== Data drawn from a collection ==
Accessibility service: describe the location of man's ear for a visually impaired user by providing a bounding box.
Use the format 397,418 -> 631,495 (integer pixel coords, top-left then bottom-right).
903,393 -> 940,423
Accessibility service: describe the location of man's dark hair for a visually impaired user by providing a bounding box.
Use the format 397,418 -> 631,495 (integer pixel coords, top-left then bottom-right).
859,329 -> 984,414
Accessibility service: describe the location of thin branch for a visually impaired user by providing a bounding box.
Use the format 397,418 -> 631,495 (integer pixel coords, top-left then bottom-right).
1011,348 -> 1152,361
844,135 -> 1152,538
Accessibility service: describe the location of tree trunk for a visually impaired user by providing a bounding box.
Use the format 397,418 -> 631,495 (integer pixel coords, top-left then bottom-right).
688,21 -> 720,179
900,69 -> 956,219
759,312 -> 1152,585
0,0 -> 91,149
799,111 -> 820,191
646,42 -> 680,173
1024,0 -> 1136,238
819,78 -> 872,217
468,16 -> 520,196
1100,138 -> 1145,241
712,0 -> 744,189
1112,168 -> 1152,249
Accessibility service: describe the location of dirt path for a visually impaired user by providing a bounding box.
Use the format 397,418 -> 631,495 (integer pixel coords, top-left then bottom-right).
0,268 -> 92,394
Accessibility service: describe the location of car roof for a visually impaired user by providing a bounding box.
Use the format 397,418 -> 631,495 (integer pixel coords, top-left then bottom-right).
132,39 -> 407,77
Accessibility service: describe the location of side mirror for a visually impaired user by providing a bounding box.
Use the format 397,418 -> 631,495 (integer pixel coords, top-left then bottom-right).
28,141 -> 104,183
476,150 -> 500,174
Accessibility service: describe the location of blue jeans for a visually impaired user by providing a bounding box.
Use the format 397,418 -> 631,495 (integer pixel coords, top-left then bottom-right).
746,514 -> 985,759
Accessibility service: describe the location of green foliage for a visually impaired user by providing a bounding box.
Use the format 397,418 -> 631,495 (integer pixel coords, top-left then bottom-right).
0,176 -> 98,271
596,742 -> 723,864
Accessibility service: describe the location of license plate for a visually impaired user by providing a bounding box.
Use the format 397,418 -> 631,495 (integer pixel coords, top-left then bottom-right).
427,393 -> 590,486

== THE TASK ==
Output every line above again, verbatim and in its original order.

== WORKED SOLUTION ==
Accessibility service: describe the location of man's ear for a visually impaired user by providing a bounding box.
Use the format 397,418 -> 631,495 (integer pixel coords, top-left then bottom-right).
903,393 -> 940,423
Accessibility service: describe the location of man's dark hair for a visually impaired user by providing a bounding box.
Use the format 397,418 -> 631,495 (integer pixel coords, top-left then bottom-right).
859,329 -> 984,414
Accessibility service: describe the location of thin branch for a visually impaired user by providing a bounding box.
Use the format 397,418 -> 631,495 (integer pixel coords, top-left then bottom-right).
1011,348 -> 1152,361
844,135 -> 1152,538
Accessibility service: describe the location of tree trunk for a visually impaired user by providing a bounding box.
Use the format 397,418 -> 631,495 (integer pixel coords, top-left then bottom-right).
688,21 -> 720,179
900,69 -> 956,219
759,312 -> 1152,585
0,0 -> 91,149
799,111 -> 820,191
646,42 -> 680,173
1024,0 -> 1136,238
819,78 -> 872,217
468,16 -> 520,196
1100,138 -> 1145,241
712,0 -> 744,189
1112,168 -> 1152,249
Accessibility service: describe the location of dirt path for a visually impaired user by providing a bounding box.
Use the format 397,418 -> 631,495 (integer pixel coords, top-left then bottom-right).
0,268 -> 92,394
Accessibility service: describe the location of car roof for a visually impaired user by providing a bounding box.
Use the format 397,418 -> 631,495 (integer pixel coords, top-left then bottom-right).
132,39 -> 407,77
Accessibility service: describe the location of side mirror for a visually impaired user by providing a bounding box.
Use the format 397,418 -> 631,495 (integer pixel coords, top-left then bottom-right).
28,141 -> 104,183
476,150 -> 500,174
Accessibility service: describe the location of blue jeans for a visually impaired user by providing a bounding box.
Use the format 397,418 -> 631,495 (integer pixel coords, top-left then bottom-right).
746,514 -> 985,759
Accessibility service: describe the location of green foliage for a visually impaired user by providing a bounding box.
Use the format 397,418 -> 631,495 (integer pixel coords, top-left then bottom-right).
0,176 -> 98,271
596,742 -> 723,864
Accessibility service: describe the location of license plate for a visually impaired user by providing a bounding box.
Use the format 397,418 -> 631,495 (integer pixel coords, top-left then bottom-right).
427,393 -> 590,486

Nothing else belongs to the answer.